↓↓↓

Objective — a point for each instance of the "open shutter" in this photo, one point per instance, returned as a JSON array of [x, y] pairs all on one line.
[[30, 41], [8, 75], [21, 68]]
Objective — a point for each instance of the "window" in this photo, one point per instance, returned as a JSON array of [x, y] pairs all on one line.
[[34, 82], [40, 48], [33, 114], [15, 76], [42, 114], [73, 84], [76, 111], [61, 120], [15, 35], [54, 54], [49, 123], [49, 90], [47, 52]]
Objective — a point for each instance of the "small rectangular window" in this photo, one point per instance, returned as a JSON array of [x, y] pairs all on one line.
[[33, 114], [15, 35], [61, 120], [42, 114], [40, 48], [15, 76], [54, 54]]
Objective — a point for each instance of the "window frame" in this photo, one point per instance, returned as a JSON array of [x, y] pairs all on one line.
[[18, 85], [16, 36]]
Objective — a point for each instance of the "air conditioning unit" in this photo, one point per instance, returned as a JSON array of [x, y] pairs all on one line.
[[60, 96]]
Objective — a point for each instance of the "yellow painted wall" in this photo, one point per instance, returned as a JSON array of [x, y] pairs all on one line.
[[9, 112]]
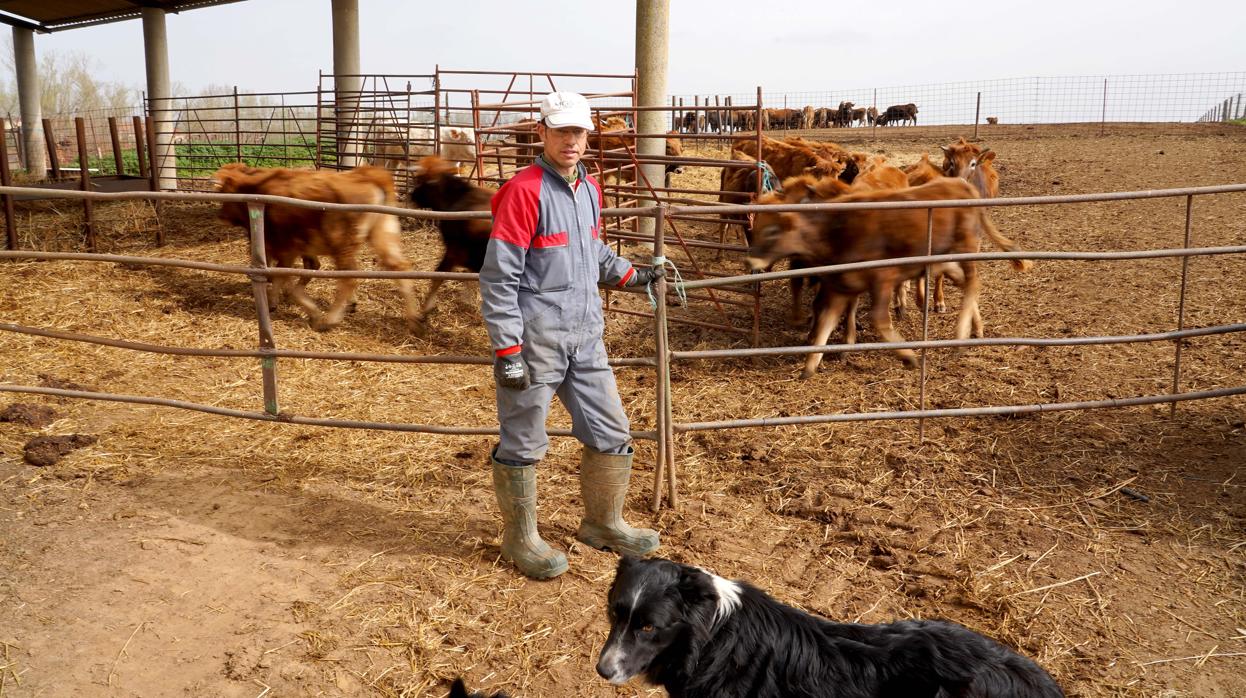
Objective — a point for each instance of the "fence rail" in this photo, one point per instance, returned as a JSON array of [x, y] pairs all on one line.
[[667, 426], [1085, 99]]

↑↑↑
↓↓↓

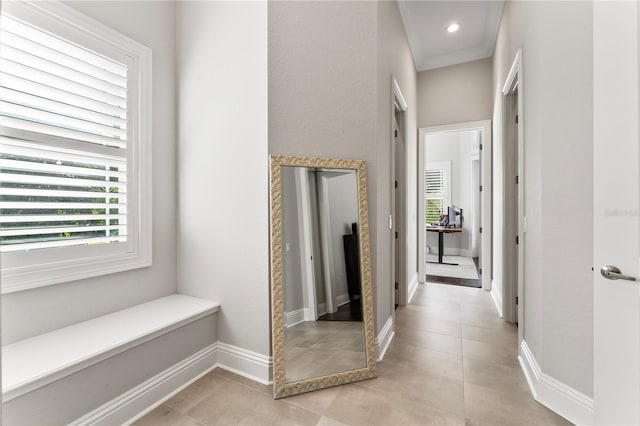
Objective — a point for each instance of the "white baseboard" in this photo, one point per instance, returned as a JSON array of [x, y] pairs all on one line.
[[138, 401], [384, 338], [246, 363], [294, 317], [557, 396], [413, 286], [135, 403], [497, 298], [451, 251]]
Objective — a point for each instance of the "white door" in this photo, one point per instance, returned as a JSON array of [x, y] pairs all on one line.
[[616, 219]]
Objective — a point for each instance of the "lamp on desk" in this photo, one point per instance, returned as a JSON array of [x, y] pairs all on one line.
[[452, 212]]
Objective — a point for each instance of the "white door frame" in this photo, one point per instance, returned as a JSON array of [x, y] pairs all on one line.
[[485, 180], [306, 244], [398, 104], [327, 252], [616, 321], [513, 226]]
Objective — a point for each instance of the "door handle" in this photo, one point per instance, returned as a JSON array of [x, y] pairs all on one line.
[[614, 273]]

↑↑↑

EXERCISE OBJECTIVE —
Please identify each line in the records above that contains the word "door", and copy every one of those lines in full.

TASK SOLUTION —
Objective — a point for each instance of the "white door" in this photo, one point per instance, returned as a JSON array of [x, y] pairs all on one line.
Objective — a point for each instance of the "white door frame" in this photo, one point per instance, returned as a JSON array of [x, y] pairs all on one line.
Objective — a point for each instance of the "door handle" in this photo, one point per instance, returned as a JSON array of [x, y] pairs all on one line.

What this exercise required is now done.